▸ **Problem to work on**: From the records below, find each line with the string "necklace" and copy it.

▸ **Available data**:

=== Begin Enclosure ===

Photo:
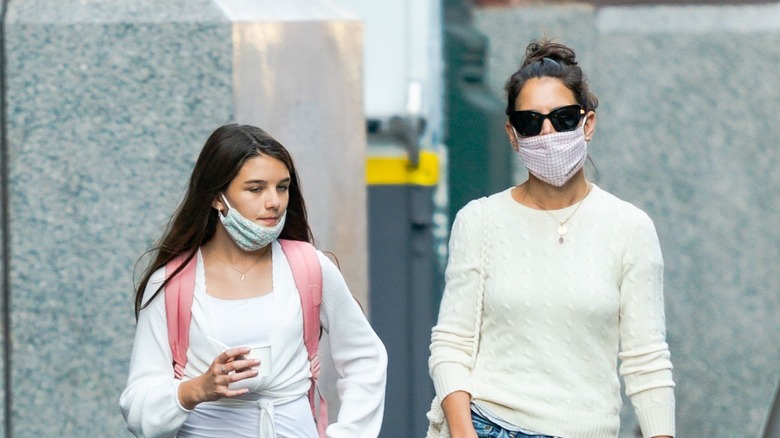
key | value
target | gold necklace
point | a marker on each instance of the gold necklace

=== End Enclosure ===
=== Begin Enclosure ===

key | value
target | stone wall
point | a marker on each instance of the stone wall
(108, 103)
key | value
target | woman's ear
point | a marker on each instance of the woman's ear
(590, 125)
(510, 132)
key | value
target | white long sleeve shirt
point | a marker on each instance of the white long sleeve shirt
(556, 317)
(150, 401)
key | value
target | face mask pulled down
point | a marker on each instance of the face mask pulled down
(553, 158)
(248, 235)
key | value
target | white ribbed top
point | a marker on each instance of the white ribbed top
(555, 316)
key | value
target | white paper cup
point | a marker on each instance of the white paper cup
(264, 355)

=== End Enclosure ===
=== Begin Enclosure ===

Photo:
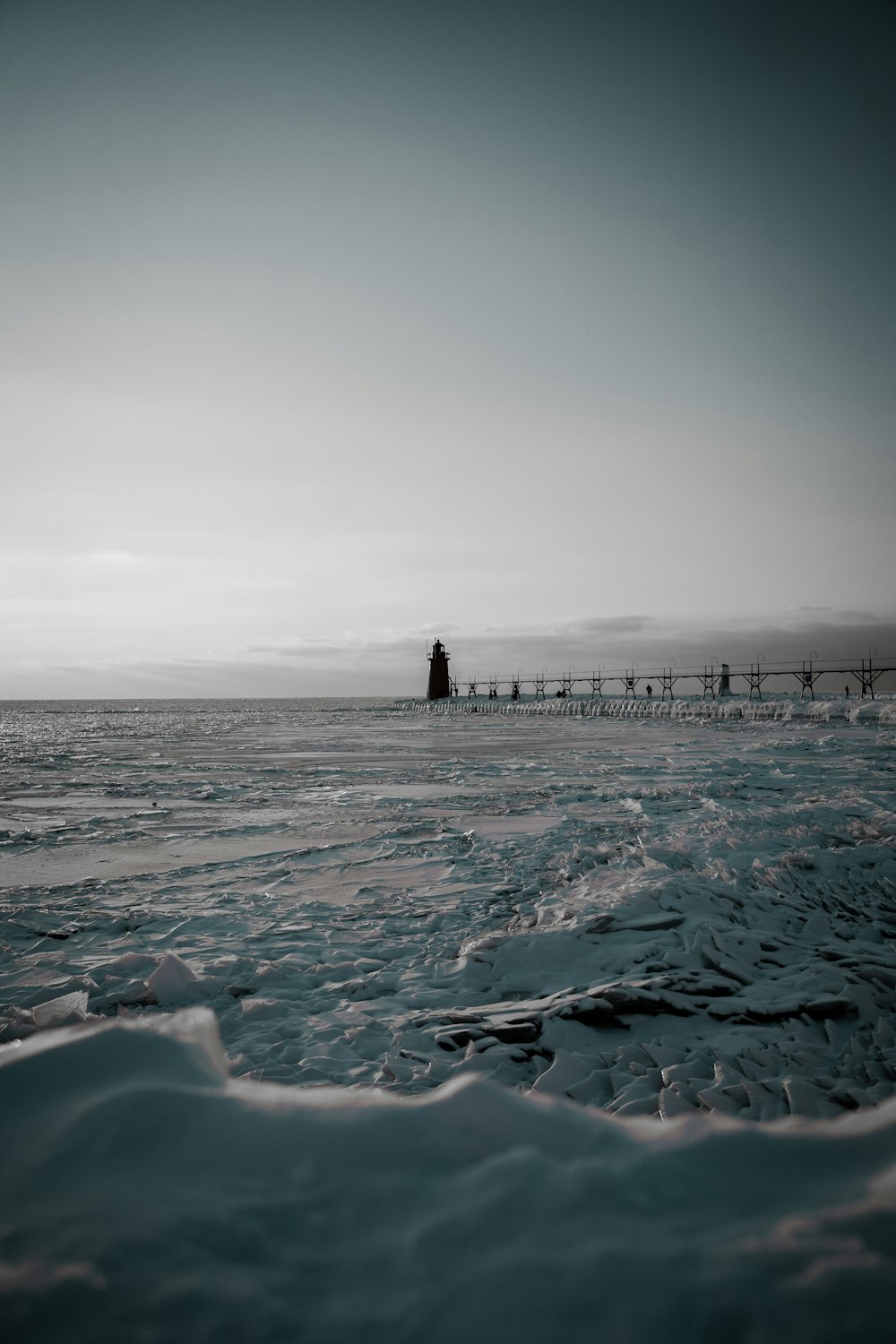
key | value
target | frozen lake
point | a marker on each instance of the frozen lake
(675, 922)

=== End Enclosure ===

▸ **Answer box**:
target | gold necklace
point | a marker on each instance of the gold necklace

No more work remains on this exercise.